» TEXT:
# Best East Coast Resort



## basser (Sep 18, 2015)

I'm thinking of doing a little road trip with a couple of my buddies and wondering what are the best mountains to hit on the east coast. I'm based in Ontario so I don't want to go too far. 

Right now I'm thinking Tremblant for a couple days, then drive to Vermont and hit up Jay Peak.


----------



## kalev (Dec 17, 2013)

Not sure what you're specifically looking for, but I'd recommend hitting the Eastern Townships in Quebec (Sutton, Bromont, etc.) and then head to Jay Peak. Sutton on a powder day is unreal.

Start practicing your French


----------



## basser (Sep 18, 2015)

kalev said:


> Not sure what you're specifically looking for, but I'd recommend hitting the Eastern Townships in Quebec (Sutton, Bromont, etc.) and then head to Jay Peak. Sutton on a powder day is unreal.
> 
> Start practicing your French


I was just looking for suggestions of good mountains within driving distance of Ontario. Sutton sounds fun, how does it compare to tremblant?


----------



## SnowDragon (Apr 23, 2012)

basser said:


> I was just looking for suggestions of good mountains within driving distance of Ontario. Sutton sounds fun, how does it compare to tremblant?


You'll have to define "within driving distance of Ontario".
Windsor?
Ottawa?
Somewhere in between?
And how long/far are you willing to drive?

Tremblant and Jay Peak I believe are the closest to Ontario on the east side.
Le Massif and Mont Ste. Anne are terrific if you're willing to drive to Quebec City.


----------



## Jkb818 (Sep 28, 2019)

Jay Peak was one of my favorites when i lived in the northeast.


----------



## basser (Sep 18, 2015)

SnowDragon said:


> You'll have to define "within driving distance of Ontario".
> Windsor?
> Ottawa?
> Somewhere in between?
> ...


From Mid-Southwestern Ontario. Ideally I want the drive to take under 12 hours. So far planning to hit up Tremblant or Sutton for a couple days, then drive to Jay Peak which is pretty close from there.


----------



## basser (Sep 18, 2015)

Jkb818 said:


> Jay Peak was one of my favorites when i lived in the northeast.


Yeah I keep hearing Jay Peak is the 'biggest/best' mountain of the east. Definitely want to check it out


----------



## kalev (Dec 17, 2013)

basser said:


> I was just looking for suggestions of good mountains within driving distance of Ontario. Sutton sounds fun, how does it compare to tremblant?

» STATED GOAL:
Which ski mountains does the forum thread above name? List each one once.

» DATA LINES:
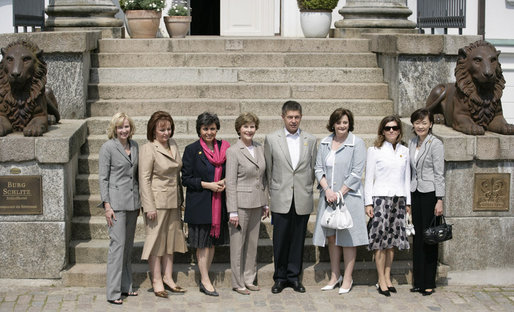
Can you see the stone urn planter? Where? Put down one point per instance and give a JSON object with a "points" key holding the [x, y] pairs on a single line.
{"points": [[143, 23], [315, 24], [177, 26]]}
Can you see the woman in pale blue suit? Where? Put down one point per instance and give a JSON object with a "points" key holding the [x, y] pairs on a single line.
{"points": [[119, 192], [345, 154]]}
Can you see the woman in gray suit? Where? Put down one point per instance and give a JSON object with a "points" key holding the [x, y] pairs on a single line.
{"points": [[162, 197], [339, 166], [119, 191], [245, 181], [427, 192]]}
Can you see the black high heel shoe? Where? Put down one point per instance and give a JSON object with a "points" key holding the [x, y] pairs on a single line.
{"points": [[384, 292], [213, 293], [427, 293]]}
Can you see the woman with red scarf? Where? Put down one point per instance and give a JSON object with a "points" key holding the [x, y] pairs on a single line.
{"points": [[203, 173]]}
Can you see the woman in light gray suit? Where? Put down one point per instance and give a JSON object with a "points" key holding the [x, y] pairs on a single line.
{"points": [[339, 166], [245, 181], [427, 192], [119, 191]]}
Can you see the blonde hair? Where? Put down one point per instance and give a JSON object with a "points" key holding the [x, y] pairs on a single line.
{"points": [[116, 121], [245, 118]]}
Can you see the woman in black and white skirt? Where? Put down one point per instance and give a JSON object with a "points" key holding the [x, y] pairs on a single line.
{"points": [[387, 198]]}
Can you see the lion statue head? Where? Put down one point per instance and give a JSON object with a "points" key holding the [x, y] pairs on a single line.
{"points": [[479, 77], [22, 89]]}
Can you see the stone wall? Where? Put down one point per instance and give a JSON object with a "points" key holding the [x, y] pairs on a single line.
{"points": [[67, 55], [35, 246], [413, 64]]}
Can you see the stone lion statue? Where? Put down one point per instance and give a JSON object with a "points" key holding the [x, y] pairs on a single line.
{"points": [[473, 103], [25, 105]]}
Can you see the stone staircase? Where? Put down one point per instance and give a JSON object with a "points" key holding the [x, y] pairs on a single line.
{"points": [[227, 76]]}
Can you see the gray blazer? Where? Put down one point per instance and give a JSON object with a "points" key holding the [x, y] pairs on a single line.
{"points": [[117, 174], [286, 182], [245, 177], [427, 174]]}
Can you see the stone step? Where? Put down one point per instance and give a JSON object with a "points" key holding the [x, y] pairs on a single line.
{"points": [[188, 275], [233, 44], [95, 251], [221, 75], [267, 124], [86, 205], [296, 91], [233, 106], [209, 59], [88, 161]]}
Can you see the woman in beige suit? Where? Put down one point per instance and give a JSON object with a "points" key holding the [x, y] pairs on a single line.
{"points": [[161, 197], [245, 181]]}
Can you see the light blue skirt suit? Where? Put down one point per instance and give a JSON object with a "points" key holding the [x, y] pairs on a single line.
{"points": [[350, 160]]}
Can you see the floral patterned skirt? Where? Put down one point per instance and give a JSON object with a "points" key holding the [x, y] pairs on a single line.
{"points": [[387, 228]]}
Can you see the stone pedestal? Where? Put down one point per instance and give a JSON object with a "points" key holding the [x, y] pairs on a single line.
{"points": [[370, 16], [481, 239], [413, 64], [35, 246], [68, 56], [64, 15]]}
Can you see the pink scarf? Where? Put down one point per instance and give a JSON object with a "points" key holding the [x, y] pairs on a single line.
{"points": [[217, 159]]}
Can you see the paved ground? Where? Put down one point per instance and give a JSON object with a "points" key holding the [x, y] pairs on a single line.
{"points": [[361, 298]]}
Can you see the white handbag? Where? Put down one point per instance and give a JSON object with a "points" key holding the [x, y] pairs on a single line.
{"points": [[336, 216], [409, 227]]}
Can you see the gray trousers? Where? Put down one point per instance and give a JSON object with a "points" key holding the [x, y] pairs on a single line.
{"points": [[119, 262]]}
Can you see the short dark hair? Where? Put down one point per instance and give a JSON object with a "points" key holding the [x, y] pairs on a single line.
{"points": [[337, 115], [381, 138], [245, 118], [154, 120], [420, 114], [291, 106], [205, 119]]}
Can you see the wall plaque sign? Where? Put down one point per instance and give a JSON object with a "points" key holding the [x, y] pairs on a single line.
{"points": [[21, 195], [492, 191]]}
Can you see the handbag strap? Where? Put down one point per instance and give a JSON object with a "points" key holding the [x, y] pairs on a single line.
{"points": [[434, 221]]}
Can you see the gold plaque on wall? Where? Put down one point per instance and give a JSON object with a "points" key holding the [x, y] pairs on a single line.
{"points": [[492, 192], [21, 195]]}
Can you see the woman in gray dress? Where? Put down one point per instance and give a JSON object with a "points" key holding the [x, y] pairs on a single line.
{"points": [[339, 166], [119, 191]]}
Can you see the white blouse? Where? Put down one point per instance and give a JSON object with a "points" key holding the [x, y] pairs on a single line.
{"points": [[387, 172]]}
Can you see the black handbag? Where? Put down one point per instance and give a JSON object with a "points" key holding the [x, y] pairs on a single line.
{"points": [[435, 233]]}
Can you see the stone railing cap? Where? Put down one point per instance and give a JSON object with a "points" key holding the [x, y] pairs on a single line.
{"points": [[418, 44]]}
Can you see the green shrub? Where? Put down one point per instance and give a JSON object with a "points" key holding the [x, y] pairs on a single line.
{"points": [[317, 4]]}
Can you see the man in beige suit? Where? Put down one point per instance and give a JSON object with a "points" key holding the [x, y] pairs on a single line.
{"points": [[247, 200], [290, 158]]}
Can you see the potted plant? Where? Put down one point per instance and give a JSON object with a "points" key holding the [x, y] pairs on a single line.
{"points": [[316, 17], [178, 20], [143, 17]]}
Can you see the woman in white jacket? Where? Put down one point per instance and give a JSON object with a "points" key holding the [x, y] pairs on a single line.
{"points": [[387, 198]]}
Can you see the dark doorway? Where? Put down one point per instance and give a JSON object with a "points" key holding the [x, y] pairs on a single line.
{"points": [[206, 17]]}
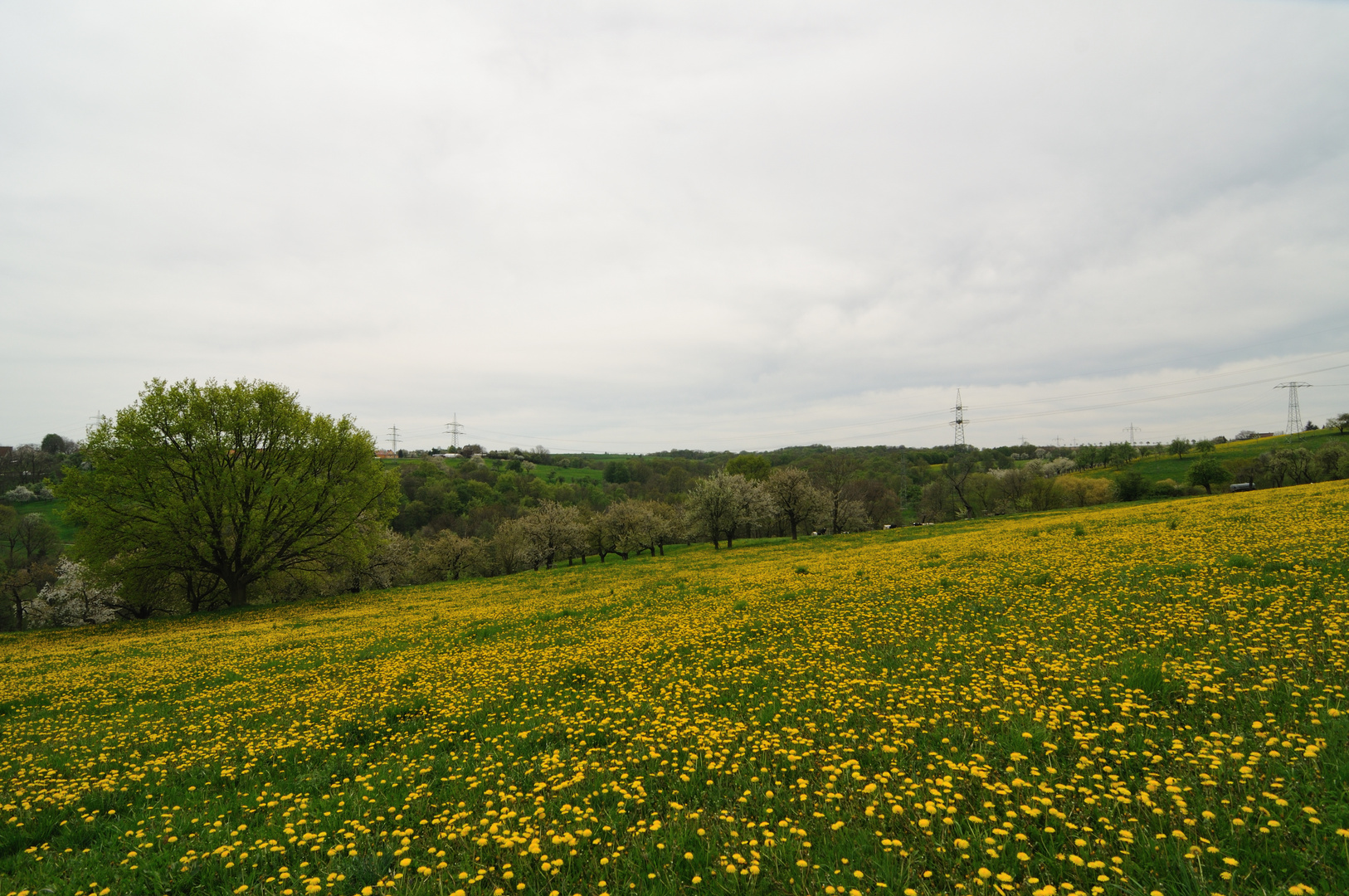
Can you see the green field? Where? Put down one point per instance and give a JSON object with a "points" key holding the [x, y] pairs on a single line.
{"points": [[1120, 700], [1155, 469], [54, 513]]}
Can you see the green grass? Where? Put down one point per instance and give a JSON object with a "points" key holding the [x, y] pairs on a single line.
{"points": [[1155, 469], [1008, 645], [54, 513]]}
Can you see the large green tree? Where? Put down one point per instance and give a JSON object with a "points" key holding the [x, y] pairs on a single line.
{"points": [[226, 484], [1208, 473]]}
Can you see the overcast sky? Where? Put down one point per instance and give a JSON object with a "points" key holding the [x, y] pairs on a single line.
{"points": [[631, 227]]}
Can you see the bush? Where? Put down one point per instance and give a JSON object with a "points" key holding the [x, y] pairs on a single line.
{"points": [[1129, 486], [1166, 489]]}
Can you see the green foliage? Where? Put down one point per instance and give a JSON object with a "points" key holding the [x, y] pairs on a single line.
{"points": [[197, 489], [753, 467], [1208, 471], [1129, 486]]}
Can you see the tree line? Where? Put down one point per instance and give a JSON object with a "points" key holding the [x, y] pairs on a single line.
{"points": [[202, 497]]}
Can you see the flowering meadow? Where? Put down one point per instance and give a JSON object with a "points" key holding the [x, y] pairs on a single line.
{"points": [[1143, 699]]}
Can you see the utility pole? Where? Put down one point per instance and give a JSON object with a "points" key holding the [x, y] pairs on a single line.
{"points": [[455, 430], [1294, 426], [904, 480], [959, 421]]}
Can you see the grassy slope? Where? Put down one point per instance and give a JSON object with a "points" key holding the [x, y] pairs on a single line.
{"points": [[1170, 467], [54, 513], [915, 709]]}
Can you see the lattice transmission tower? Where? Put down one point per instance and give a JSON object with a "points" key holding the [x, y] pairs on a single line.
{"points": [[959, 421], [455, 430], [1294, 426]]}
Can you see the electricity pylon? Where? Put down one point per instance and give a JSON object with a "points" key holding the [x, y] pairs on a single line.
{"points": [[959, 421], [1294, 426]]}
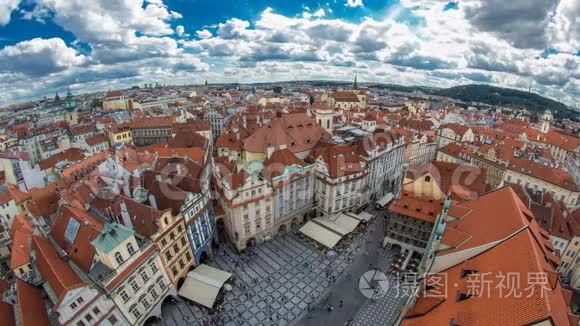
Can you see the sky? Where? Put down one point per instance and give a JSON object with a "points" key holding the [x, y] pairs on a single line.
{"points": [[47, 46]]}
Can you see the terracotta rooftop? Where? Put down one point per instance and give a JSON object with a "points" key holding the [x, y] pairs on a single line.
{"points": [[70, 155], [96, 140], [54, 270], [113, 94], [527, 251], [417, 206], [21, 233], [31, 309], [44, 201], [6, 309], [79, 248]]}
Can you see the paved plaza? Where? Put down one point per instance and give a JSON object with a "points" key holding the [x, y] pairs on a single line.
{"points": [[287, 281]]}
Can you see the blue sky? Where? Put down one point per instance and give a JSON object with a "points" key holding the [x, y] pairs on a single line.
{"points": [[49, 45]]}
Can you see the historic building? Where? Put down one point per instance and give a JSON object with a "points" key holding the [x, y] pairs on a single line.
{"points": [[149, 131]]}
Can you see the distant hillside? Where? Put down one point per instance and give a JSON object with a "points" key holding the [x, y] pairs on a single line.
{"points": [[506, 97]]}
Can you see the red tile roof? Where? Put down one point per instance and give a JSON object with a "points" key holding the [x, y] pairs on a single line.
{"points": [[276, 164], [21, 236], [44, 201], [155, 122], [96, 140], [54, 270], [456, 127], [6, 309], [81, 251], [31, 308], [345, 96], [496, 226], [490, 220], [71, 155], [114, 94], [417, 206], [461, 181], [296, 131]]}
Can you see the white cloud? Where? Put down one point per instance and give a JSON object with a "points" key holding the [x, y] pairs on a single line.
{"points": [[354, 3], [106, 21], [180, 30], [6, 8], [318, 14], [38, 57], [203, 34], [415, 42]]}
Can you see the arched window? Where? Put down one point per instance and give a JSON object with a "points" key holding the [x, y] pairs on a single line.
{"points": [[133, 310], [130, 249], [118, 258], [143, 301]]}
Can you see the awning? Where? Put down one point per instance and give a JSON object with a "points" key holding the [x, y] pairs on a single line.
{"points": [[203, 284], [362, 216], [365, 216], [320, 234], [386, 199], [347, 222], [323, 221]]}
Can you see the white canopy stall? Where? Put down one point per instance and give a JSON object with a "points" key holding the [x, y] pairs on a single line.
{"points": [[385, 199], [203, 284]]}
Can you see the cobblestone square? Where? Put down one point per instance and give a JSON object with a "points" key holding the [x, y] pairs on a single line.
{"points": [[277, 282]]}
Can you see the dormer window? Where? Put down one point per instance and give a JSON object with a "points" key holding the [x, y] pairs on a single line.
{"points": [[462, 296], [130, 249], [119, 258]]}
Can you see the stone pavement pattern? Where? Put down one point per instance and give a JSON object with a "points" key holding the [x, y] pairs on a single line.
{"points": [[385, 309], [281, 278]]}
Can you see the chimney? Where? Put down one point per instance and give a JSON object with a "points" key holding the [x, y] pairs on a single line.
{"points": [[125, 215], [152, 201]]}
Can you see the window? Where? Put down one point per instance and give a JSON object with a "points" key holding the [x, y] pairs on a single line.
{"points": [[118, 258], [144, 302], [124, 296], [112, 319], [133, 310], [134, 285], [130, 249], [144, 275], [153, 292], [153, 266]]}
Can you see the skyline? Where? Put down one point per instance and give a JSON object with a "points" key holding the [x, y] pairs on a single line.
{"points": [[49, 45]]}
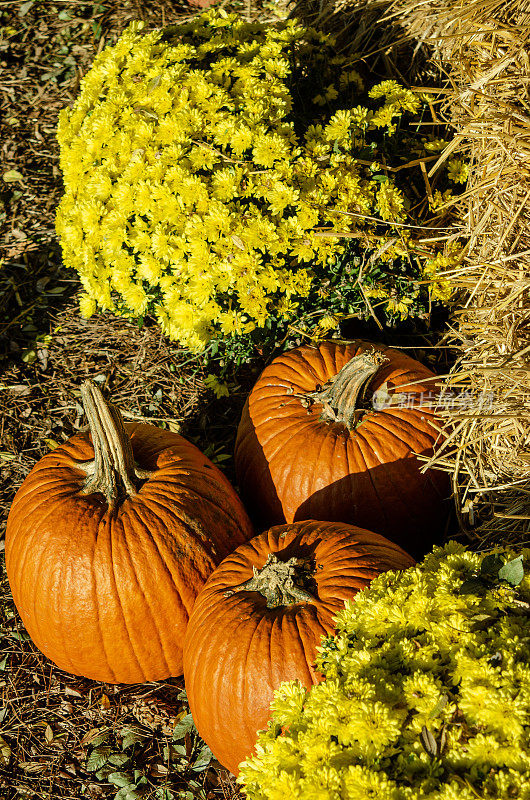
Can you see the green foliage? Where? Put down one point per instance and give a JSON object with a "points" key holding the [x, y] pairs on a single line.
{"points": [[426, 692], [209, 166]]}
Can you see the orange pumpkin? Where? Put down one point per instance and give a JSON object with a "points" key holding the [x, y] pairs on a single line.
{"points": [[332, 432], [109, 540], [259, 619]]}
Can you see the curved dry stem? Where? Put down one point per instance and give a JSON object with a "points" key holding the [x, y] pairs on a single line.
{"points": [[275, 581], [112, 471], [341, 395]]}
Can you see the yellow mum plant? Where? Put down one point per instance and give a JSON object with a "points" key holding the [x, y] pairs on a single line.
{"points": [[426, 692], [208, 166]]}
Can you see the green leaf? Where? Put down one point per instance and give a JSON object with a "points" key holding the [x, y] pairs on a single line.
{"points": [[440, 705], [118, 759], [132, 736], [203, 759], [97, 758], [25, 7], [127, 793], [513, 571], [121, 779], [182, 727], [100, 738], [12, 175], [491, 565]]}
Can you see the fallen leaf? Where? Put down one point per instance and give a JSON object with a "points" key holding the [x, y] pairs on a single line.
{"points": [[12, 175], [5, 752]]}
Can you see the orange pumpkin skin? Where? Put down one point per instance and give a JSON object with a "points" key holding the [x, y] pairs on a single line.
{"points": [[237, 651], [107, 594], [291, 465]]}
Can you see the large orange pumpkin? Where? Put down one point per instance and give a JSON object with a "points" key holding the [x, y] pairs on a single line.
{"points": [[109, 540], [259, 619], [311, 444]]}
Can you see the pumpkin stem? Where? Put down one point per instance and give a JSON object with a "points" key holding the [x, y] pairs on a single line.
{"points": [[112, 471], [341, 395], [275, 581]]}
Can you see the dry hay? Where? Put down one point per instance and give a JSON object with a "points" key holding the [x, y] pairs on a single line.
{"points": [[482, 52], [484, 46]]}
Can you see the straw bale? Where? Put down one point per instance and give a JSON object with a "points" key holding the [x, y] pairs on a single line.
{"points": [[483, 50]]}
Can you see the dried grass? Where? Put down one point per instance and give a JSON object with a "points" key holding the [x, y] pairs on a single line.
{"points": [[481, 50], [485, 49]]}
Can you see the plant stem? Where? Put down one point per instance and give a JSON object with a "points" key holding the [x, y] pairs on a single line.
{"points": [[112, 471], [342, 394], [275, 582]]}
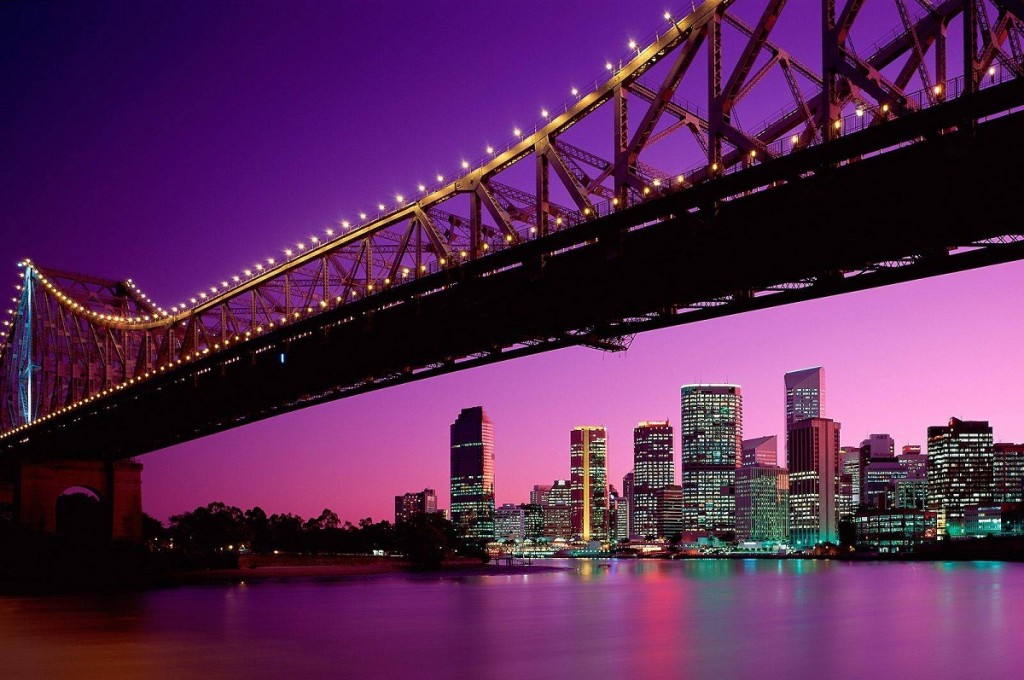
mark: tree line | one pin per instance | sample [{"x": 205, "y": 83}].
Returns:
[{"x": 425, "y": 539}]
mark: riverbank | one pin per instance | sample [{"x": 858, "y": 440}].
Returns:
[{"x": 330, "y": 567}]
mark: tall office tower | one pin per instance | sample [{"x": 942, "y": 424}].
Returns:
[
  {"x": 613, "y": 508},
  {"x": 762, "y": 503},
  {"x": 880, "y": 471},
  {"x": 473, "y": 473},
  {"x": 410, "y": 504},
  {"x": 532, "y": 517},
  {"x": 652, "y": 470},
  {"x": 760, "y": 451},
  {"x": 628, "y": 496},
  {"x": 589, "y": 482},
  {"x": 539, "y": 494},
  {"x": 510, "y": 522},
  {"x": 960, "y": 471},
  {"x": 812, "y": 445},
  {"x": 805, "y": 394},
  {"x": 1008, "y": 471},
  {"x": 556, "y": 512},
  {"x": 712, "y": 440},
  {"x": 914, "y": 461},
  {"x": 849, "y": 481},
  {"x": 623, "y": 518},
  {"x": 670, "y": 511}
]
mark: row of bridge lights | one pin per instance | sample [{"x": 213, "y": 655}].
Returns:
[{"x": 400, "y": 201}]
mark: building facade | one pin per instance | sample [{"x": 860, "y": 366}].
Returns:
[
  {"x": 960, "y": 471},
  {"x": 805, "y": 394},
  {"x": 712, "y": 418},
  {"x": 472, "y": 437},
  {"x": 763, "y": 503},
  {"x": 812, "y": 448},
  {"x": 1008, "y": 472},
  {"x": 653, "y": 470},
  {"x": 410, "y": 504},
  {"x": 589, "y": 482}
]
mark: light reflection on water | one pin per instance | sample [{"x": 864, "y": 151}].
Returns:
[{"x": 690, "y": 619}]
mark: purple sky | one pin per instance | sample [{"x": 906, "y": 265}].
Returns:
[{"x": 178, "y": 142}]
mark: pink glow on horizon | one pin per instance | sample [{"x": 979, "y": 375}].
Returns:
[{"x": 177, "y": 144}]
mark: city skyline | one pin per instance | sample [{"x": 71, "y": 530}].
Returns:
[{"x": 86, "y": 203}]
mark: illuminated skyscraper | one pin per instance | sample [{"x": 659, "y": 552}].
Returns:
[
  {"x": 805, "y": 394},
  {"x": 762, "y": 503},
  {"x": 712, "y": 439},
  {"x": 589, "y": 482},
  {"x": 556, "y": 512},
  {"x": 653, "y": 470},
  {"x": 473, "y": 473},
  {"x": 761, "y": 451},
  {"x": 812, "y": 447},
  {"x": 1008, "y": 472},
  {"x": 410, "y": 504},
  {"x": 960, "y": 471}
]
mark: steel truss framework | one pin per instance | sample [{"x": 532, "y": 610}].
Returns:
[{"x": 73, "y": 340}]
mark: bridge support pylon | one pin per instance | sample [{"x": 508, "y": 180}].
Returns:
[{"x": 117, "y": 483}]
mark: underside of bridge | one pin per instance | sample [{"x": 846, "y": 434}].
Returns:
[{"x": 920, "y": 200}]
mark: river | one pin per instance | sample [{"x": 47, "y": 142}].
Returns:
[{"x": 629, "y": 619}]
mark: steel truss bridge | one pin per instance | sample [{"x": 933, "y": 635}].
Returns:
[{"x": 884, "y": 168}]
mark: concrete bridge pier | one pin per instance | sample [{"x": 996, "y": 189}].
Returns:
[{"x": 117, "y": 483}]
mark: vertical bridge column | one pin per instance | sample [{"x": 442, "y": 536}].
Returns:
[{"x": 118, "y": 483}]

» ANSWER FOR THE TASK:
Tremblant
Jay Peak
Sutton
Bromont
Le Massif
Mont Ste. Anne